In the lines below, change every occurrence of "pin" to "marker", keeping everything else the same, and omit the pictures from your answer.

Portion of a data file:
--

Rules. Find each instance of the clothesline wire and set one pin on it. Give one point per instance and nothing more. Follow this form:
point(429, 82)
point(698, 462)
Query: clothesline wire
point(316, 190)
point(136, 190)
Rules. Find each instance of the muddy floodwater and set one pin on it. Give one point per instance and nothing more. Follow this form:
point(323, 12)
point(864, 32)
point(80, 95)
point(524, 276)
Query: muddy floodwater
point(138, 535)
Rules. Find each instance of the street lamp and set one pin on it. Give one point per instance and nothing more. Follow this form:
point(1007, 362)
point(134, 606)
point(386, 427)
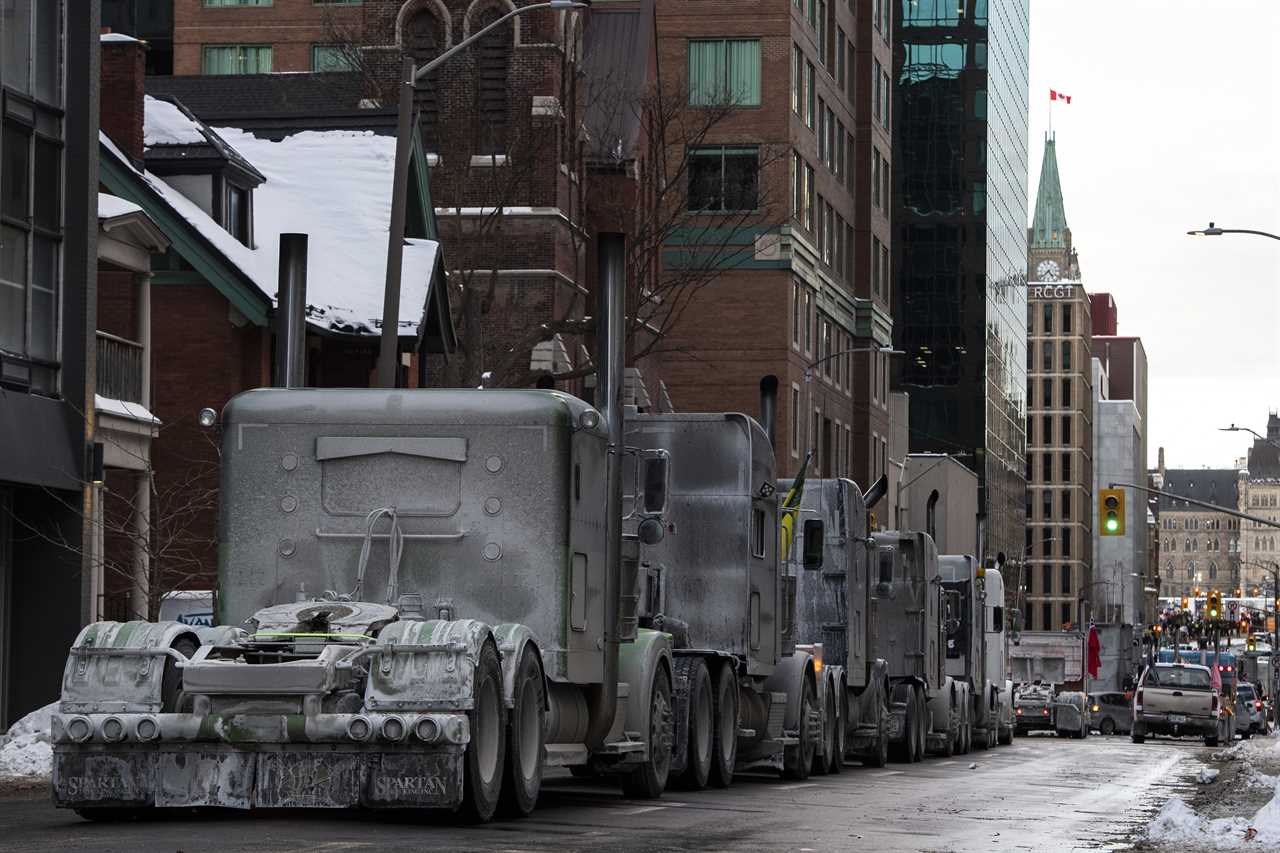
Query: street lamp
point(410, 77)
point(1214, 231)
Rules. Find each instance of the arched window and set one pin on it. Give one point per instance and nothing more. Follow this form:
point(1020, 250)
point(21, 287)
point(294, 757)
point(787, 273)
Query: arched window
point(424, 36)
point(493, 81)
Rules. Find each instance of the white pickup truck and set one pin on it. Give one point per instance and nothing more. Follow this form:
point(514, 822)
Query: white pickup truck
point(1176, 699)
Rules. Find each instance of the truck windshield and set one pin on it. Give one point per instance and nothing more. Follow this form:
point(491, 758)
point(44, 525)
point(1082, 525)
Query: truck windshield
point(1178, 676)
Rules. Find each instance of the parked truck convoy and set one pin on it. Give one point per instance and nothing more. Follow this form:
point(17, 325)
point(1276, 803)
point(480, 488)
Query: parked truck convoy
point(429, 597)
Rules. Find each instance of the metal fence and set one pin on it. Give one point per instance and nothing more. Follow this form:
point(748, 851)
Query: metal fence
point(119, 368)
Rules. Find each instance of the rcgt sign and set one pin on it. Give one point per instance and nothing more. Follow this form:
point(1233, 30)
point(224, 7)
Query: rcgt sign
point(1051, 291)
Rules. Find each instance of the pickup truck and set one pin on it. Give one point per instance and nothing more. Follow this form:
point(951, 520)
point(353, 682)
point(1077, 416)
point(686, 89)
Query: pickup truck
point(1175, 699)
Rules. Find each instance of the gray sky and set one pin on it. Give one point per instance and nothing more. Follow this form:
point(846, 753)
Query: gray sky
point(1173, 123)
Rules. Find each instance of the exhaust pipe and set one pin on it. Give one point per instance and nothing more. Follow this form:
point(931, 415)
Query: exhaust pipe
point(609, 308)
point(872, 496)
point(291, 364)
point(769, 407)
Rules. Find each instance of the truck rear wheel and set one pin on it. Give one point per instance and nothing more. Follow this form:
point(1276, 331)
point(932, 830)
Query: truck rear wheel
point(649, 779)
point(725, 743)
point(702, 724)
point(522, 776)
point(798, 760)
point(487, 752)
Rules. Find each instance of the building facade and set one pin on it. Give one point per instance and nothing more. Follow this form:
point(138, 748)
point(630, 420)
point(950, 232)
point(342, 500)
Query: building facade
point(48, 316)
point(1060, 423)
point(960, 243)
point(1260, 496)
point(1200, 548)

--

Solved exercise:
Rules. Find each instance of the clothesline wire and set one marker on it. Give one point per instance and nothing more. Follow this form:
point(429, 82)
point(698, 462)
Query: clothesline wire
point(316, 190)
point(136, 190)
Rules. Find each instance of the muddy floodwater and set one marker on it. Give one point per instance and nothing more. Follow this form:
point(323, 12)
point(864, 32)
point(80, 95)
point(524, 276)
Query: muddy floodwater
point(138, 535)
Rules. Find each instance of the street lamp and set one marker on it. Give one point per instance and nothing more. Follow this form:
point(1007, 362)
point(134, 606)
point(386, 427)
Query: street lamp
point(410, 77)
point(1214, 231)
Rules. Find each instance of the arched window and set one marker on it. Give one point per instance and nothing more. Follow this form:
point(1020, 250)
point(21, 287)
point(294, 757)
point(787, 273)
Query: arched window
point(424, 36)
point(493, 81)
Rules. Find each instance of the white pickup truck and set one marker on it. Give one point per instance and nothing more. Follow this form:
point(514, 822)
Query: white pickup truck
point(1176, 699)
Rules. Find each instance of the truck windshield and set one marker on it. Give one point per instance and nothing more. Follow this form:
point(491, 758)
point(44, 525)
point(1082, 525)
Query: truck windshield
point(1178, 676)
Rules. Find each instance of the parked truck convoy and set one marker on it. Give one point per instance and nothing more. Follow this form:
point(17, 325)
point(1276, 803)
point(480, 488)
Query: parked truck convoy
point(429, 597)
Rules. Find each instance of the metal fence and set one marker on it. Give one point per instance and nothing more. Follow this form:
point(748, 851)
Query: metal fence
point(119, 368)
Rules. Find each instance of the rcgt sign and set one marker on it. Give one point per instance and nothing more. Follow this form:
point(1233, 30)
point(224, 7)
Query: rcgt sign
point(1051, 291)
Rules. Find each instance of the pickup truck and set one marker on it. Give one point per instance and nothing more. Follow this form:
point(951, 520)
point(353, 682)
point(1077, 416)
point(686, 89)
Query: pickup truck
point(1175, 699)
Rules. Find each instance of the gray sky and set one marker on it. Give one point per instance and nothing more. Follow this form:
point(846, 753)
Query: gray sky
point(1173, 123)
Rules. Find each instance of the exhaust pipe and set one marker on it. Give one point per instance and nothing more. Follow this form:
point(931, 415)
Query: exhaust pipe
point(609, 308)
point(872, 496)
point(291, 364)
point(769, 407)
Rules. Find each instance of the truck rear wheel and set one marker on it. Give one point per instance and nothing more. Follow this form:
point(1276, 331)
point(932, 830)
Query: truck rear wheel
point(649, 779)
point(725, 743)
point(702, 724)
point(522, 776)
point(798, 760)
point(487, 752)
Rules. Find each instance of the building facade and set one marker on it. Give one point per instance and nothing more. Follow this form:
point(138, 748)
point(630, 420)
point(950, 232)
point(342, 500)
Query: building facade
point(48, 316)
point(1060, 423)
point(960, 243)
point(1260, 496)
point(1200, 548)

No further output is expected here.